***** 課題文

内閣府食品安全委員会の専門調査会は24日、クローン牛や豚の食品としての安全性について、「通常の繁殖技術で生まれた牛や豚と同等の安全性がある」とする評価書案を了承した。
3月中にも同委員会で正式決定し、国民から意見を募ったうえで、最終的な評価結果を厚生労働省に報告する。実際の流通については、厚労省と農林水産省が判断する。
クローン牛・豚は、皮膚や卵管の細胞などの体細胞から作られる。しかし、死産と産後の死亡率が人工授精など従来の繁殖技術の5倍にあたる31%と高いことから、その安全性には懸念が示されていた。

**********

**課題 1**
次の(a)〜(c)がクローン食品の記事の内容と合うかどうか、それぞれ「はい」か「いいえ」で答え、決め手となる記事の語句をそのまま引用せよ。
(a) 専門調査会は、クローン牛や豚について通常の繁殖技術で生まれたものと同等の安全性があるとする評価書案を了承した。
(b) クローン牛や豚の実際の流通は、食品安全委員会が判断する。
(c) クローン牛・豚の死産と産後の死亡率は、従来の繁殖技術の3倍にあたる。
**課題 2**
クローン食品の記事の続きを、最後の文の後から書け。
記録はクローン食品の記事の内容とは関係しない。

***** 提示資料

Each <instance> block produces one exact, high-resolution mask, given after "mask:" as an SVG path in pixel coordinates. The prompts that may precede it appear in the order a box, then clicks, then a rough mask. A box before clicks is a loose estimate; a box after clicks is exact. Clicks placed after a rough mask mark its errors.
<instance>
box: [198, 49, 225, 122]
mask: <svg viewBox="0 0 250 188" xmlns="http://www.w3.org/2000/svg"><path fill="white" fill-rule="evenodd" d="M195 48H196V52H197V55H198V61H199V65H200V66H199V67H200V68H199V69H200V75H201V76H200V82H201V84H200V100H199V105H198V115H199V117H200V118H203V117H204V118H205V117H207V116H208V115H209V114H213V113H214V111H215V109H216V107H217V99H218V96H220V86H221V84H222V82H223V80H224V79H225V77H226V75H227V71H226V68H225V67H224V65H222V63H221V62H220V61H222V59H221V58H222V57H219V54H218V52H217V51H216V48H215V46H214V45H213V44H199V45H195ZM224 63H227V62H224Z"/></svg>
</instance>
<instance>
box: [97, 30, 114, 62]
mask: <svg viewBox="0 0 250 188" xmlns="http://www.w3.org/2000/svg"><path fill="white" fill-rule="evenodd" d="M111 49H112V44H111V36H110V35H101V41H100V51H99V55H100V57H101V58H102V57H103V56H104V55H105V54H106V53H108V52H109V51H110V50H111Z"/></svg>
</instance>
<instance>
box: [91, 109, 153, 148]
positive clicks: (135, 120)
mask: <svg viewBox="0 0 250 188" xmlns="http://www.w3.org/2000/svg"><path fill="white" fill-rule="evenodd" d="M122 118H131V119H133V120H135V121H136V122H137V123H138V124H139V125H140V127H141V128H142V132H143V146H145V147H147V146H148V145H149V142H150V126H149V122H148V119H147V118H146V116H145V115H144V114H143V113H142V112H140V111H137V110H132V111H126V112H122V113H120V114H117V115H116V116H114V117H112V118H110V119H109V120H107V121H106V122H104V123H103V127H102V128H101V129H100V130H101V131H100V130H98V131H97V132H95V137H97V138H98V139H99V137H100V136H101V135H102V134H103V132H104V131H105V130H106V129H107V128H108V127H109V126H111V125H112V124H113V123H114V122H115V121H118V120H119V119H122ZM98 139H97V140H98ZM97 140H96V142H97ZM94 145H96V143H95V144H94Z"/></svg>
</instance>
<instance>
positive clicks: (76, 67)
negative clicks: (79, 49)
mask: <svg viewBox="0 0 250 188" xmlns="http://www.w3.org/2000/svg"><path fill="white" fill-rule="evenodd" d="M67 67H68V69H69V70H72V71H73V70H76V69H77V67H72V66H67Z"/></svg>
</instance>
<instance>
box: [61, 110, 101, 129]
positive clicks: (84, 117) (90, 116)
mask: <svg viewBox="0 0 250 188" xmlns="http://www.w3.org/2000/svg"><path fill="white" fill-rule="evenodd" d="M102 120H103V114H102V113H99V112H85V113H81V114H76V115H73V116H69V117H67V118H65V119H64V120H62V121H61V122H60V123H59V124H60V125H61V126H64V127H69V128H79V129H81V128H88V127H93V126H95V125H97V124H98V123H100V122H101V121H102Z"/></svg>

**********

**解答 1**
(a) はい。「「通常の繁殖技術で生まれた牛や豚と同等の安全性がある」とする評価書案を了承した」
(b) いいえ。「実際の流通については、厚労省と農林水産省が判断する」
(c) いいえ。「人工授精など従来の繁殖技術の5倍にあたる31%」

**解答 2**
評価書案では、こうした死亡率の高さはクローン技術の完成度の問題とし、「6か月を超えると、健常に発育する」と指摘。通常の家畜と同じ遺伝情報を持ち、肉や乳の栄養成分、アレルギー誘発性なども変わらないとして、食用としての安全性に「差がない」と結論づけた。その子孫についても、「従来の繁殖技術による牛、豚と差異は認められない」としている。
国内では昨年9月末までに、クローン牛557頭、クローン豚335頭が生まれている。しかし、農水省は消費者の混乱を避けるため、食用としての出荷は自粛を要請している。欧米でも流通を自粛しているため、国内では輸入品も含めて流通していない。